Stored records:
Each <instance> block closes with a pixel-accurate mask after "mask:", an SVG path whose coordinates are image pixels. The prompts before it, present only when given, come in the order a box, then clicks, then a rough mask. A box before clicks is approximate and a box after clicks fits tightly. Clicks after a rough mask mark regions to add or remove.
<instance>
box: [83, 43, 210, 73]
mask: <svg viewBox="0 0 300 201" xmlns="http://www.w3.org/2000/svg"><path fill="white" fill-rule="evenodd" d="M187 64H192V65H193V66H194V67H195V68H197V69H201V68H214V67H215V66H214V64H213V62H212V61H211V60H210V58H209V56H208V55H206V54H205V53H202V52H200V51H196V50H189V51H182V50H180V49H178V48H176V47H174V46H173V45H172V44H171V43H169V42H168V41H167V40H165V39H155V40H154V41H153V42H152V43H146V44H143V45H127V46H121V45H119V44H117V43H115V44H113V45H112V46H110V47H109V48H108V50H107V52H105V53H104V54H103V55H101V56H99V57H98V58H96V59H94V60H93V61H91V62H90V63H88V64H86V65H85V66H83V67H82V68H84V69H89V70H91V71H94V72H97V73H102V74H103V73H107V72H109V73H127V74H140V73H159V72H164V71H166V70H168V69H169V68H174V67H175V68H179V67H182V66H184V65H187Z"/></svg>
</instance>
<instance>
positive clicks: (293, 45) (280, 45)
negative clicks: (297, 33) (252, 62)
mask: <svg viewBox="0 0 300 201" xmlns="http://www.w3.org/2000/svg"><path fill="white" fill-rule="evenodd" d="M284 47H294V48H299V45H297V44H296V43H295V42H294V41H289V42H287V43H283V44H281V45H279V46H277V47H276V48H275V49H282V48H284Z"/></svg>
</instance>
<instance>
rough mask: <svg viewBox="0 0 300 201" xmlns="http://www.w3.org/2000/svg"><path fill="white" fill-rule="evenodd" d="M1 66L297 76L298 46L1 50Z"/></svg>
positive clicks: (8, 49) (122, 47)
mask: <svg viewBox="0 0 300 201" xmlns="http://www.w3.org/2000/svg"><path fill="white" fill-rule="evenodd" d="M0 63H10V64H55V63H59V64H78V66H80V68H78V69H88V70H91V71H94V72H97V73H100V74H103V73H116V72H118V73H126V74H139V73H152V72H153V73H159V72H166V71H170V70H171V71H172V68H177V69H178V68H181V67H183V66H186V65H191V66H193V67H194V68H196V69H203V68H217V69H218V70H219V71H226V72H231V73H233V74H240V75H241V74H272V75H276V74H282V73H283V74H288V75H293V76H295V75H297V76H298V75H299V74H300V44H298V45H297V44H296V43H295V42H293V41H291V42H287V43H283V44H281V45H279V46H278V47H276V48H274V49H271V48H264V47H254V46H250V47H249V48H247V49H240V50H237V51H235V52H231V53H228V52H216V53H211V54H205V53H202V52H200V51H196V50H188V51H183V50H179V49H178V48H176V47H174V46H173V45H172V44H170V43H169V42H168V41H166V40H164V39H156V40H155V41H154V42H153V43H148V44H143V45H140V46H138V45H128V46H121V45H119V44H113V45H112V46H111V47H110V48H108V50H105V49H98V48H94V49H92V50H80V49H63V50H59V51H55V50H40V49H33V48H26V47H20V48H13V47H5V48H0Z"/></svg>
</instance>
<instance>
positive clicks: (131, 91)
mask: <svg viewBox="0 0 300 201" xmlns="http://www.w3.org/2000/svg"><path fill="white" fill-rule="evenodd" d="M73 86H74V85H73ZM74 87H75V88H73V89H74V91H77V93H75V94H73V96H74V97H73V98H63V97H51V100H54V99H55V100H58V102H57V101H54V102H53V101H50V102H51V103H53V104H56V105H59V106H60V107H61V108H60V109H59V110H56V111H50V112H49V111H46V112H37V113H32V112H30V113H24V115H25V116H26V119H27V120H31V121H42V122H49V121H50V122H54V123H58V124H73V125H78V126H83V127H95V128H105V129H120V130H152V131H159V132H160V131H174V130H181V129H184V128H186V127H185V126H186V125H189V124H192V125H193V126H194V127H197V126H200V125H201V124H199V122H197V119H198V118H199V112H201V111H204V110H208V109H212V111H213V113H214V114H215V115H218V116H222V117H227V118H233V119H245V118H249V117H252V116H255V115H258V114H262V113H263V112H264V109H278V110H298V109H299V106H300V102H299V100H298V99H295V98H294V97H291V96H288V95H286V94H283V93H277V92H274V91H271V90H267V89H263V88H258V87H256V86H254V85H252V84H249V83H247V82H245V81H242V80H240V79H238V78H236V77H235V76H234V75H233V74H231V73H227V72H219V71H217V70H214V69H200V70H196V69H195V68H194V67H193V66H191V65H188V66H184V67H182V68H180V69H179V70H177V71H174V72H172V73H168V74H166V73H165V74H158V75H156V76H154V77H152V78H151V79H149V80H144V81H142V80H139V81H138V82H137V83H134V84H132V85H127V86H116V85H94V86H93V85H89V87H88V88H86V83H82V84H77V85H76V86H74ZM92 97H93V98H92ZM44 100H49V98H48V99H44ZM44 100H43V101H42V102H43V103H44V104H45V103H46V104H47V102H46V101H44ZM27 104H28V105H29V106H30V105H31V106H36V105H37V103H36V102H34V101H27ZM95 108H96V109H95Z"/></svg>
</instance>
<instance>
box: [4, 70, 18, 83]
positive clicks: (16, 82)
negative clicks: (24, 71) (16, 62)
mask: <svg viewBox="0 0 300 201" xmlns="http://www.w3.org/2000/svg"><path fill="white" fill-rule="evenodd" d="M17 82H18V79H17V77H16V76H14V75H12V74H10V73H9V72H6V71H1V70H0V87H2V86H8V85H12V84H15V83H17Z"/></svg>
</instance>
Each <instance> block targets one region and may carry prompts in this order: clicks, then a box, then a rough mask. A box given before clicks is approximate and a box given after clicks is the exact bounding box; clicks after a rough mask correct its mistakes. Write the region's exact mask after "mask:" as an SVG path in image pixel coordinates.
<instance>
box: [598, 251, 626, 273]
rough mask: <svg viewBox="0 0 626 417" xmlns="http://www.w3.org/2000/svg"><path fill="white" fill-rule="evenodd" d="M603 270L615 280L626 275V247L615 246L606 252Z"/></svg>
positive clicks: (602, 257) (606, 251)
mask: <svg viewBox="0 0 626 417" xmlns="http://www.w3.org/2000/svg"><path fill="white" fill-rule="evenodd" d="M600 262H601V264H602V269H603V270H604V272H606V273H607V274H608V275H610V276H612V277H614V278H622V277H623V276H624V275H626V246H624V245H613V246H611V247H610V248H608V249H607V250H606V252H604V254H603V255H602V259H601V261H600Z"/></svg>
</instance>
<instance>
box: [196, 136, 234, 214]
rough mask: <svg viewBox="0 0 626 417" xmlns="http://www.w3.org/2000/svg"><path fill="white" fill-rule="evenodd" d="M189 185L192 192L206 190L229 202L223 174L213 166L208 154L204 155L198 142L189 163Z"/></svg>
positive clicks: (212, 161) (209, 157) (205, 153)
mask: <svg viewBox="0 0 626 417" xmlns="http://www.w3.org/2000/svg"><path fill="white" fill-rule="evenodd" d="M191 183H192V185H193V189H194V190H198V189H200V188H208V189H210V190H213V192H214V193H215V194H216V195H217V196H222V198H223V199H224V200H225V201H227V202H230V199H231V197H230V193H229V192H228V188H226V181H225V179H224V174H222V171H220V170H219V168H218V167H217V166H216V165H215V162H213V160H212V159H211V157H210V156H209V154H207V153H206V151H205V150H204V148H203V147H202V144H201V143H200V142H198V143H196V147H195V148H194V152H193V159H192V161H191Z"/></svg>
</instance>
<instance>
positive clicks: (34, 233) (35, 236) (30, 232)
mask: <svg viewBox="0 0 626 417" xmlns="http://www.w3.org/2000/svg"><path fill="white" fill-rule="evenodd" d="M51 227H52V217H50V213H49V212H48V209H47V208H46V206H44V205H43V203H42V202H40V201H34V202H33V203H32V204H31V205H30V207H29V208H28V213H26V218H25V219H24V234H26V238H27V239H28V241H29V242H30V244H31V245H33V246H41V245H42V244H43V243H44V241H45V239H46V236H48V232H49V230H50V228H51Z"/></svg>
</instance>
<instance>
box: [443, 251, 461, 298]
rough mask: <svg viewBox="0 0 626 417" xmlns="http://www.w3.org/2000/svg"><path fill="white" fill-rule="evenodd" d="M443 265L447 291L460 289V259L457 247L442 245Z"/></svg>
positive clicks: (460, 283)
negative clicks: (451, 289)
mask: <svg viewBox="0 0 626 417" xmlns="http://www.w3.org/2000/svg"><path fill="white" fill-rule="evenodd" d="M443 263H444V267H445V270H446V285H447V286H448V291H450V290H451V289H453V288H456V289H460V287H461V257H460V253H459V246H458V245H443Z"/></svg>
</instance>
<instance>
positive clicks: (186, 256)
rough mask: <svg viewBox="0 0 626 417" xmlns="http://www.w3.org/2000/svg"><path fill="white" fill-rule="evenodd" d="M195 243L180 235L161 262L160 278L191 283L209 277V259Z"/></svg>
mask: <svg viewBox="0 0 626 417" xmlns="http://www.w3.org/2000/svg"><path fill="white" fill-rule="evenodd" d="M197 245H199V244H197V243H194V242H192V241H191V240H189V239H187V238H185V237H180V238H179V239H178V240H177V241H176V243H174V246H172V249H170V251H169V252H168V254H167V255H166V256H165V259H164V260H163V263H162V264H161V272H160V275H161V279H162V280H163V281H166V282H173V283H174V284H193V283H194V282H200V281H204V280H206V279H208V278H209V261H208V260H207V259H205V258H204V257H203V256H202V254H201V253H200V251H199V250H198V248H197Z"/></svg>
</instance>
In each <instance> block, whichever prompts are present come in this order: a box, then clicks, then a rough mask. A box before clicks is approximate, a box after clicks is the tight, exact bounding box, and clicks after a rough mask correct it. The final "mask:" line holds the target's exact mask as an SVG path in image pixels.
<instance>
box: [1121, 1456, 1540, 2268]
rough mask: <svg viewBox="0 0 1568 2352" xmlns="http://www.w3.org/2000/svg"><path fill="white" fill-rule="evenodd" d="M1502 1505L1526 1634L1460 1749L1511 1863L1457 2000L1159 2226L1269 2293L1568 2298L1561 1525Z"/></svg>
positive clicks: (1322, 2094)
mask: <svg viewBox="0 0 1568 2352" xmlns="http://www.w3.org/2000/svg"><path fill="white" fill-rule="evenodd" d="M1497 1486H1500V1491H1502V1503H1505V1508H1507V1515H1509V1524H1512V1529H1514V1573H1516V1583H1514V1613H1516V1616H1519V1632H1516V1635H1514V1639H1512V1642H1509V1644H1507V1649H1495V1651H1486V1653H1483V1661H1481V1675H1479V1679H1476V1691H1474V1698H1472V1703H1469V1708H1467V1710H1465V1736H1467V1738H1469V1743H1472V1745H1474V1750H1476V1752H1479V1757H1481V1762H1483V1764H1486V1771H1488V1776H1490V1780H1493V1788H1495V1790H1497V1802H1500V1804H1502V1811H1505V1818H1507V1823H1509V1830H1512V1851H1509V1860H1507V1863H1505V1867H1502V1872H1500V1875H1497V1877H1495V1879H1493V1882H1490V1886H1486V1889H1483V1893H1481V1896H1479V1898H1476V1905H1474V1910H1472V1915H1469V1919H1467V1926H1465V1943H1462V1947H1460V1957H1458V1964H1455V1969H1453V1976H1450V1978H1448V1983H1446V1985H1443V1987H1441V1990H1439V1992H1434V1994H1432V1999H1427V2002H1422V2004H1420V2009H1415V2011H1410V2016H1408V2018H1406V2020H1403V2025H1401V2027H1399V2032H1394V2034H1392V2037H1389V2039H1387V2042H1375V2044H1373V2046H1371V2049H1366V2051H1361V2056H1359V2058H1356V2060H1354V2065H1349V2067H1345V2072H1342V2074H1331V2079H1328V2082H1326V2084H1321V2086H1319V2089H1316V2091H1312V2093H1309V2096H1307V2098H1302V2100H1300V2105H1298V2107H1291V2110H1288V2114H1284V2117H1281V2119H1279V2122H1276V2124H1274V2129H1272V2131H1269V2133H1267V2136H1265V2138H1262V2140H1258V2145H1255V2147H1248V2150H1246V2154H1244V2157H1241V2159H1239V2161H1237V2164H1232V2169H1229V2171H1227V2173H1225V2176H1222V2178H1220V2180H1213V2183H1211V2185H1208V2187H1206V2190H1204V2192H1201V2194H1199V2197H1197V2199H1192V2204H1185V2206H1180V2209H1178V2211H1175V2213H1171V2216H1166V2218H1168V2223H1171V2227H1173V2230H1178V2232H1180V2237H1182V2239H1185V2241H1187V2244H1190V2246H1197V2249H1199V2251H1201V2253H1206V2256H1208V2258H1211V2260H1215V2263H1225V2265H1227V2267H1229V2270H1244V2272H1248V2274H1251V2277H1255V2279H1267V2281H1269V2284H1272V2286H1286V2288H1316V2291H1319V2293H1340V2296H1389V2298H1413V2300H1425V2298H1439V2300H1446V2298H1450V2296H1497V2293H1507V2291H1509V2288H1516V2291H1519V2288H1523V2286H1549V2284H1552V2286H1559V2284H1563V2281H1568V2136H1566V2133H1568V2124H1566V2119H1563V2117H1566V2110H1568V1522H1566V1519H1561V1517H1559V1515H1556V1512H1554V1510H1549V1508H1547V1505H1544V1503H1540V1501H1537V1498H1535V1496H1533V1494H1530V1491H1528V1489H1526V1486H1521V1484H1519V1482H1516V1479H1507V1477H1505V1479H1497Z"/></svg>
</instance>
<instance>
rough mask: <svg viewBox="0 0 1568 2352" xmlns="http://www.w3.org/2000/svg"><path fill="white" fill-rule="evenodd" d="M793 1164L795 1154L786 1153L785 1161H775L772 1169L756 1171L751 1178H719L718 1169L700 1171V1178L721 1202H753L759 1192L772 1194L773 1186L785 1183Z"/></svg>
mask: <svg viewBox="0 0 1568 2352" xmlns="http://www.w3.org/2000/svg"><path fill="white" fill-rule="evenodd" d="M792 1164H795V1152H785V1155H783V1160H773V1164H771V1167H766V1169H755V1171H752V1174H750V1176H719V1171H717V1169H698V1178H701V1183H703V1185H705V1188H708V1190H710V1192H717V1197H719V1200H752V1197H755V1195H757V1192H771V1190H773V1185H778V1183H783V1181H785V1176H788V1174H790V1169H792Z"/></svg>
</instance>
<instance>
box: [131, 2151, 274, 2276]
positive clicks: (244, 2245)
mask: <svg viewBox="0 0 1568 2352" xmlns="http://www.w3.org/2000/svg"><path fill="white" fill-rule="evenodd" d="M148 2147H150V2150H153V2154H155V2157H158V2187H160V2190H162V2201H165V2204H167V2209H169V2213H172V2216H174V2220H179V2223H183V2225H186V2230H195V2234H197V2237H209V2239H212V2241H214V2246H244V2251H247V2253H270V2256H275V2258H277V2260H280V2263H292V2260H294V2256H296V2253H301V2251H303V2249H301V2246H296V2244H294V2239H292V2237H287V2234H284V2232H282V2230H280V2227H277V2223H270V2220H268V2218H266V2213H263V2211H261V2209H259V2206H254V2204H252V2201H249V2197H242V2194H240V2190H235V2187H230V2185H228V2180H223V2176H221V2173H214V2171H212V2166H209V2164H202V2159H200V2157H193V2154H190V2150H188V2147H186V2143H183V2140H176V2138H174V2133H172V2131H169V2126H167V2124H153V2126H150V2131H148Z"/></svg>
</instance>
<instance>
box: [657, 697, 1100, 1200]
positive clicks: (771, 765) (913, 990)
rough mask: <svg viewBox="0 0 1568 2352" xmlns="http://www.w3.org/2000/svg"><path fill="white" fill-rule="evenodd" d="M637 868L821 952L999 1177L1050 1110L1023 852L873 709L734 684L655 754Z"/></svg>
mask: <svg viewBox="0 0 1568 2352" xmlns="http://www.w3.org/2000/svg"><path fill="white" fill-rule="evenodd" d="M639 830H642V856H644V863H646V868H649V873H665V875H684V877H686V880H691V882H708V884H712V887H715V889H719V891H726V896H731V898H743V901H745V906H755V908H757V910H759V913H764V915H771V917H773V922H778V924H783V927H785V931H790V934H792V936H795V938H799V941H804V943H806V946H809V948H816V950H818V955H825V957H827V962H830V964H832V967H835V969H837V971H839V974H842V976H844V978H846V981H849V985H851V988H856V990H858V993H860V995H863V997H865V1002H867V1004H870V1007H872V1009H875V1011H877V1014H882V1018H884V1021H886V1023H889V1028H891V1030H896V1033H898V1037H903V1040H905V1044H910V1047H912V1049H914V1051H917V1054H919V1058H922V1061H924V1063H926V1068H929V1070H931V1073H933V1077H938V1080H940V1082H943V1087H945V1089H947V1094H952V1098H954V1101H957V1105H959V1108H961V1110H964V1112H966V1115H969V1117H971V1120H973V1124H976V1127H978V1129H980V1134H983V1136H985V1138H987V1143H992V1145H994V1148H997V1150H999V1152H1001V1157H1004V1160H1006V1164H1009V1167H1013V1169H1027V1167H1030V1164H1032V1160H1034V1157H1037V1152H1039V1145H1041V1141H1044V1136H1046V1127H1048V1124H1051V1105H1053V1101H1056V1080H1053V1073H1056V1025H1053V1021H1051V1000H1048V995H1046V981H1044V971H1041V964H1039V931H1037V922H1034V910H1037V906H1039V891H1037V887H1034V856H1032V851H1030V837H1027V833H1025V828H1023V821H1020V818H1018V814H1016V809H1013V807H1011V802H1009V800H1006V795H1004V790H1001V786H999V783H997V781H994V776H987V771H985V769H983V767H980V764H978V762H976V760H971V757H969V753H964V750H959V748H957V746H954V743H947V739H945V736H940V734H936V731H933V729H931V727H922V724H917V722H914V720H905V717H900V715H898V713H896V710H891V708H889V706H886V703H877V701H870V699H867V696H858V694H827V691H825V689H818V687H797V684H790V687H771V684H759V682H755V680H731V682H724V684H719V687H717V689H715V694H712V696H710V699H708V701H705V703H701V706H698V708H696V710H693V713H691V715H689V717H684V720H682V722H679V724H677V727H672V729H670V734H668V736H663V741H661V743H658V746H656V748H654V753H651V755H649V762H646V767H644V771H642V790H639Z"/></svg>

- _Work item_
Could you write out, exactly as they stand, only the lines above that begin at the line with "1164L795 1154L786 1153L785" and stop after the line with "positive clicks: (771, 765) (913, 990)"?

- _Answer to the problem_
rough mask: <svg viewBox="0 0 1568 2352" xmlns="http://www.w3.org/2000/svg"><path fill="white" fill-rule="evenodd" d="M793 1164L795 1154L786 1153L785 1161H775L772 1169L756 1171L751 1178H719L718 1169L700 1171V1178L721 1202H753L759 1192L772 1194L773 1186L785 1183Z"/></svg>
mask: <svg viewBox="0 0 1568 2352" xmlns="http://www.w3.org/2000/svg"><path fill="white" fill-rule="evenodd" d="M792 1164H795V1152H785V1155H783V1160H773V1164H771V1167H766V1169H755V1171H752V1174H750V1176H719V1171H717V1169H698V1178H701V1183H703V1185H705V1188H708V1190H710V1192H717V1197H719V1200H752V1197H755V1195H757V1192H771V1190H773V1185H778V1183H783V1181H785V1176H788V1174H790V1169H792Z"/></svg>
</instance>
<instance>
box: [131, 2151, 274, 2276]
positive clicks: (244, 2245)
mask: <svg viewBox="0 0 1568 2352" xmlns="http://www.w3.org/2000/svg"><path fill="white" fill-rule="evenodd" d="M148 2147H150V2150H153V2154H155V2157H158V2187H160V2190H162V2201H165V2204H167V2209H169V2213H172V2216H174V2220H179V2223H183V2225H186V2230H195V2234H197V2237H209V2239H212V2241H214V2246H244V2251H247V2253H270V2256H275V2258H277V2260H280V2263H292V2260H294V2256H296V2253H301V2251H303V2249H301V2246H296V2244H294V2239H292V2237H287V2234H284V2232H282V2230H280V2227H277V2223H270V2220H268V2218H266V2213H263V2211H261V2209H259V2206H254V2204H252V2201H249V2197H242V2194H240V2190H235V2187H230V2185H228V2180H223V2176H221V2173H214V2171H212V2166H209V2164H202V2159H200V2157H193V2154H190V2150H188V2147H186V2143H183V2140H176V2138H174V2133H172V2131H169V2126H167V2124H153V2126H150V2131H148Z"/></svg>
</instance>
<instance>
box: [657, 697, 1100, 1200]
positive clicks: (771, 765) (913, 990)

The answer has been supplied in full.